What is expected —
Copy the data below word for word, from the very start up to and including the line with "xmin=0 ymin=539 xmax=70 ymax=578".

Supplied entries —
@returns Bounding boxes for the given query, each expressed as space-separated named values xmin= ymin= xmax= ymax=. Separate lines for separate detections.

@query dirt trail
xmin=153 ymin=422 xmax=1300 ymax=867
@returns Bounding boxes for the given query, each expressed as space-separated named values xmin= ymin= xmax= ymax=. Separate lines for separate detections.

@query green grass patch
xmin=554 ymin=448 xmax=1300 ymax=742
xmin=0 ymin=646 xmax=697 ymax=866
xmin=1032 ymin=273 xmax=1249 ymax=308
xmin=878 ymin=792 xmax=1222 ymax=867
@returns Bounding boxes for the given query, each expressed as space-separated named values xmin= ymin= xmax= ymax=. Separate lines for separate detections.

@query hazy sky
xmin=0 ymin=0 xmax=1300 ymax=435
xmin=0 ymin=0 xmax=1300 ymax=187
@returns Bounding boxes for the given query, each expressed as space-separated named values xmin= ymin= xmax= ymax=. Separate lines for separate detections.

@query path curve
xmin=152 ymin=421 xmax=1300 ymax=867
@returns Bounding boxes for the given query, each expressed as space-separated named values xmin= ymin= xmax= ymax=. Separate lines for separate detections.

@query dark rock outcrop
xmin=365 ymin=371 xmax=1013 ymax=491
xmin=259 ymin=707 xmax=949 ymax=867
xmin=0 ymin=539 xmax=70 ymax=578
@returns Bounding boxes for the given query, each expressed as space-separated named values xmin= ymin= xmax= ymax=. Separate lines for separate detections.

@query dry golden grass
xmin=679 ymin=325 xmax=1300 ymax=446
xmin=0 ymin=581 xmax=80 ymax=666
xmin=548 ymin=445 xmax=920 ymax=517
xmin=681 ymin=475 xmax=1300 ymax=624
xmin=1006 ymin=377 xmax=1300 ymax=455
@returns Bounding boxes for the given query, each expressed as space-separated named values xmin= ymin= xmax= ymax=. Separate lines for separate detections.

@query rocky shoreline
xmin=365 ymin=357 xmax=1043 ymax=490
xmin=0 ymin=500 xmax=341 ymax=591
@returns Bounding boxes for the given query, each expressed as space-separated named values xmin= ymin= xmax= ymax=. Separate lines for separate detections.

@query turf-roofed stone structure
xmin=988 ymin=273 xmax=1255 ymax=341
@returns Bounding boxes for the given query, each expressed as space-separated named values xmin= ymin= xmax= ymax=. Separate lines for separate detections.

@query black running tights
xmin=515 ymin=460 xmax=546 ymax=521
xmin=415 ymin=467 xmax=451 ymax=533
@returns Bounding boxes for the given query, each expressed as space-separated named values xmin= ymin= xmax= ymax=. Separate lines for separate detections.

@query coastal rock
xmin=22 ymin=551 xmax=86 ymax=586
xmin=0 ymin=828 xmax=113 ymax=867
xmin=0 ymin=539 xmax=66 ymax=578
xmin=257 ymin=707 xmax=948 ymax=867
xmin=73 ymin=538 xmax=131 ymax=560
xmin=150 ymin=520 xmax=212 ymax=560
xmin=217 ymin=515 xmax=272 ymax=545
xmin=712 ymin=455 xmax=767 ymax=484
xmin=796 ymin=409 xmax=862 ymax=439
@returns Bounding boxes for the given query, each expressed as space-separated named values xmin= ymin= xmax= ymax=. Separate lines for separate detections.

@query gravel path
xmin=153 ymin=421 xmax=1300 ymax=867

Written solution —
@returns Bounding boxes for the given query, each expressed as space-separated named values xmin= ymin= xmax= ymax=. Separate lines for separate detections.

@query dirt trail
xmin=153 ymin=422 xmax=1300 ymax=867
@returns Bounding boxes for the given query, each expressed as space-separated named values xmin= ymin= xmax= ymax=. Separate lines for separate detections.

@query green grass patch
xmin=554 ymin=448 xmax=1300 ymax=742
xmin=0 ymin=646 xmax=697 ymax=866
xmin=1032 ymin=273 xmax=1249 ymax=308
xmin=878 ymin=792 xmax=1222 ymax=867
@returns Bounding boxes for the given query, each expressed as space-separated named values xmin= ymin= xmax= ymax=. Separate lines for separate detections.

@query hazy sky
xmin=0 ymin=0 xmax=1300 ymax=435
xmin=0 ymin=0 xmax=1300 ymax=187
@returns Bounding boxes for the given query, each expressed as space-separated named values xmin= ymin= xmax= ymax=. Separate lines for separate detections.

@query path curve
xmin=152 ymin=421 xmax=1300 ymax=867
@returns Bounding boxes for the given query, each expressed as space-separated named values xmin= ymin= xmax= ymax=. Separate lines for separate detections.

@query dark rock outcrop
xmin=365 ymin=371 xmax=1013 ymax=491
xmin=259 ymin=707 xmax=949 ymax=867
xmin=0 ymin=539 xmax=70 ymax=578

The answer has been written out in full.